* [What is being asked]: Swap "top-left corner" for "upper-left corner" in the lines below and give them again with nothing else changed.

(Dataset items)

_ _ _ _

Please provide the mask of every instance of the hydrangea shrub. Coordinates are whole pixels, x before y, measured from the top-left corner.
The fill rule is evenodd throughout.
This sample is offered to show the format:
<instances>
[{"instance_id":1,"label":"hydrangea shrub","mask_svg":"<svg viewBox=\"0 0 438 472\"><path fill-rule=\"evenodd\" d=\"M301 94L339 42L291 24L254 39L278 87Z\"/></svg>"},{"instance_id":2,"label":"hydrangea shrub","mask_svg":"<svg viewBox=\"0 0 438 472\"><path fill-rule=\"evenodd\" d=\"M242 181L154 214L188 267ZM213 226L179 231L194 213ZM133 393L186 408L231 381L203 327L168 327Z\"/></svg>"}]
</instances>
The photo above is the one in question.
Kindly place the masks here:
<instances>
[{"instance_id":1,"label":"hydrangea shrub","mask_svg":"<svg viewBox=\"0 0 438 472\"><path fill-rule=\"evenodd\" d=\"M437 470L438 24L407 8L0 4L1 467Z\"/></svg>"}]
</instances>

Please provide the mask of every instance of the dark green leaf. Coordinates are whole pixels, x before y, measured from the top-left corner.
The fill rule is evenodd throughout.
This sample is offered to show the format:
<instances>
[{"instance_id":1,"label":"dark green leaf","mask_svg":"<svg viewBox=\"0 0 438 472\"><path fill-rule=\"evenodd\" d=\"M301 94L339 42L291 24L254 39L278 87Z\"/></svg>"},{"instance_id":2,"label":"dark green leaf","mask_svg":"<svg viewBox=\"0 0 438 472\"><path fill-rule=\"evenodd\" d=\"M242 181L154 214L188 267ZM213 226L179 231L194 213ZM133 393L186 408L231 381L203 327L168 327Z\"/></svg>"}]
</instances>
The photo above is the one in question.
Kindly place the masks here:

_ _ _ _

* [Exercise output]:
Please provide the mask of every instance of the hydrangea shrub. Coordinates are whole pixels, x before y, measured from the upper-left corner.
The fill rule is evenodd throughout.
This sample is offered to show the format:
<instances>
[{"instance_id":1,"label":"hydrangea shrub","mask_svg":"<svg viewBox=\"0 0 438 472\"><path fill-rule=\"evenodd\" d=\"M301 94L339 42L291 24L254 39L278 87Z\"/></svg>"},{"instance_id":2,"label":"hydrangea shrub","mask_svg":"<svg viewBox=\"0 0 438 472\"><path fill-rule=\"evenodd\" d=\"M242 181L154 214L188 267ZM213 226L179 231L194 213ZM133 393L186 408L231 381L203 327L168 327Z\"/></svg>"}]
</instances>
The photo above is the one in question.
Kindly place the masks here:
<instances>
[{"instance_id":1,"label":"hydrangea shrub","mask_svg":"<svg viewBox=\"0 0 438 472\"><path fill-rule=\"evenodd\" d=\"M437 470L438 24L407 8L0 4L1 467Z\"/></svg>"}]
</instances>

Please provide the mask of every instance of the dark green leaf. Coordinates are whole pixels, x before y, measured from the upper-left corner.
The fill rule is evenodd throughout.
This sample is offered to show the format:
<instances>
[{"instance_id":1,"label":"dark green leaf","mask_svg":"<svg viewBox=\"0 0 438 472\"><path fill-rule=\"evenodd\" d=\"M301 94L339 42L291 24L254 39L278 87Z\"/></svg>"},{"instance_id":2,"label":"dark green leaf","mask_svg":"<svg viewBox=\"0 0 438 472\"><path fill-rule=\"evenodd\" d=\"M242 181L154 214L188 267ZM213 226L179 231L194 213ZM133 393L186 408L231 381L203 327L168 327Z\"/></svg>"}]
</instances>
The photo above is the one in question.
Kindly place the masks here:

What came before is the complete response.